PASSAGE PROVIDED:
◆ ◆ ◆
The following day the Benthic Chamber Lander and the VESP-Lander were retrieved at Mound #12, One was placed directly in an anoxic vent field with mussel fragments and bacterial mats. The methane and hydrogen sulfide discharge and the oxygen consumption gave a consistent picture of venting. These deployments were followed by VESP-MUCs along a profile on the active SW corner of Mound #12.

The first deployment was in an active Bathymodiolus field and yielded high methane contents; the second, over a bacterial mat, but missed its target and showed only a moderate methane increase during deployment time. Finally, a TV-G deployment on Mound #11 to attempt again to recover some gas hydrate produced only mud with carbonate concretions and cemented sediment. .

The following night, an extended OFOS-survey was carried out beyond the deep-sea trench on the oceanic plate. Here, on the flank of the Cocos Ridge, the previous leg had measured an extremely high heat flow value but nowhere along the way was there the slightest indication of fluid expulsion. After discontinuing the profile, we returned to Mound #12. However, local fishermen had laid out long lines in our working area and we could not begin. Instead we steamed to the ca. 0.5 nm diameter 'mud pie' structure, identified in the Side Scan Sonar at 2000 m depth, to obtain a gravity core. This core contained a highly carbonate cemented layer at its deepest part with shell debris and peculiar brecciated material. This fabric was overlain by hemi-pelagic sediment, which suggested a currently inactive methane vent site.

The BC-Lander was then deployed for a short station (12 hrs.) first at a narrow ledge with extended populations of vent mussels on Jaco Scarp followed by the VESP-Lander at the same site for a longer period, maximum 7 days. The deployment went smoothly, thanks to the ship's exceptional navigation skill and detailed knowledge of the steep slope that had been acquired. In the course of the day we steamed back to Mound #12 to take up the work we had not been able to carry out the previous day. The modified VESP-MUC was deployed again at a carbonate platform densely colonized with Bathymodiolus mussels. Here methane contents were of the same order of magnitude as at the active vent off the Jaco Scarp. This deployment was, however, mainly for measuring radon, which had also shown a slightly increased activity. Deployment of the bottom water sampler was followed early the next morning with the last instrument: The VESP-MUC; the survey of the unknown part of Mound #12 was unspectacular, but toward the end of the profile in the SW section, the device could be deployed for the first time on top of a pogonophoran colony associated with mussels. This site turned out to be the most active one found yet for fluid venting and dewatering. The opportunity of having sampled a 'pure' end-member type vent fluid promises exciting results for budgeting considerations of the total dewatering process in this area.
◆ ◆ ◆
SOURCE DATA:

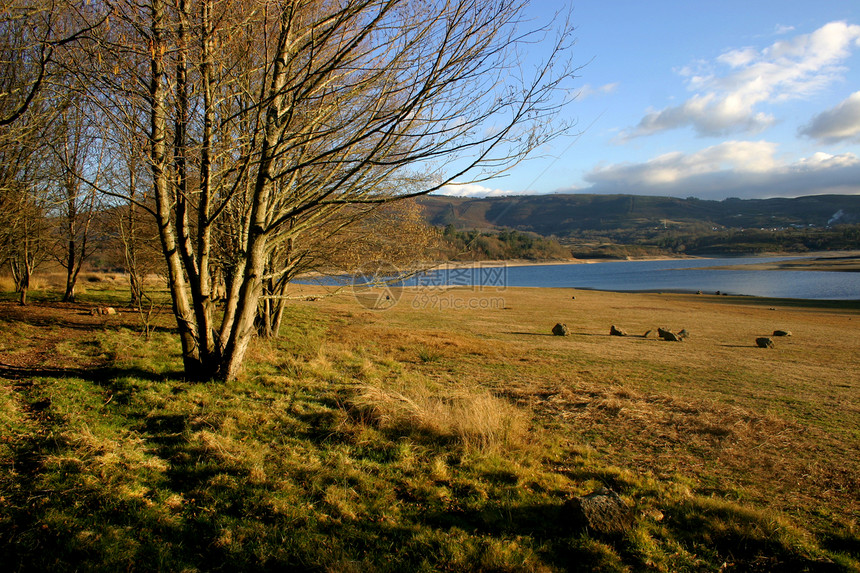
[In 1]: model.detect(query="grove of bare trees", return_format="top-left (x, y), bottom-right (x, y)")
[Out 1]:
top-left (0, 0), bottom-right (575, 380)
◆ ◆ ◆
EXERCISE A: Using the cruise report, explain why work at Mound #12 could not begin after the OFOS profile was discontinued.
EXERCISE B:
Decide whether each statement agrees with the cruise report. Answer yes or no for each, and quote the deciding words.
(i) The OFOS survey on the flank of the Cocos Ridge found signs of fluid expulsion.
(ii) The VESP-Lander stayed at the Jaco Scarp ledge for up to 7 days.
(iii) The TV-G deployment on Mound #11 recovered gas hydrate.
EXERCISE C: According to the cruise report, at what depth was the 'mud pie' structure identified in the Side Scan Sonar?

OUTPUT A: Local fishermen had laid out long lines in the working area, so the work could not begin. Instead, the ship steamed to the 'mud pie' structure to obtain a gravity core.

OUTPUT B:
(i) No: "nowhere along the way was there the slightest indication of fluid expulsion"
(ii) Yes: "for a longer period, maximum 7 days"
(iii) No: "produced only mud with carbonate concretions and cemented sediment"

OUTPUT C: 2000 m